EXERCICE ÉCRIT
Répondez aux questions suivantes à partir du texte du document ci-dessous.
(a) Quelle actrice interprète le personnage principal ?
(b) Qu'apporte à la jeune femme le second des deux hommes ?
(c) Qu'est-ce que les réalisateurs rendent visible chez la jeune femme et ses amis ?

TEXTE DU DOCUMENT
:::

Le personnage principal, une jeune femme -interprétée par Arielle Holmes- aux traits fins et aux trous de piercings apparents, va et vient entre deux hommes, l'un qu'elle semble aimer réellement, l'autre lui apportant une attention plus grande, une certaine forme de confort ainsi qu'un accès plus facile à la drogue. Et les frères Safdie ne semblent pas vouloir la juger. Au contraire, leur regard bienveillant laisse glisser la caméra auprès d'elle, sans vraiment chercher à s'apitoyer sur son sort. Il l'accompagne. Contrairement à la majorité des habitants de cette immense ville, les réalisateurs regardent la jeune femme et ses amis droit dans les yeux, ils intègrent leur microcosme et les rendent visibles : leurs corps, leurs mots, leurs émotions, en bref, ce qui, comme chaque être, les meut chaque jour, et le spectateur se laisse embarquer dans le théâtre de leur quotidien de anti-héros.

:::

INFORMATIONS FOURNIES
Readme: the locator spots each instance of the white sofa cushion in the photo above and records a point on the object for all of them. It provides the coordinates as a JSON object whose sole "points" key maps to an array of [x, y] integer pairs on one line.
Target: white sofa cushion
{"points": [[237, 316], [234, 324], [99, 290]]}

:::

CORRIGÉ
(a) Arielle Holmes.
(b) Une attention plus grande, une certaine forme de confort et un accès plus facile à la drogue.
(c) Leurs corps, leurs mots et leurs émotions.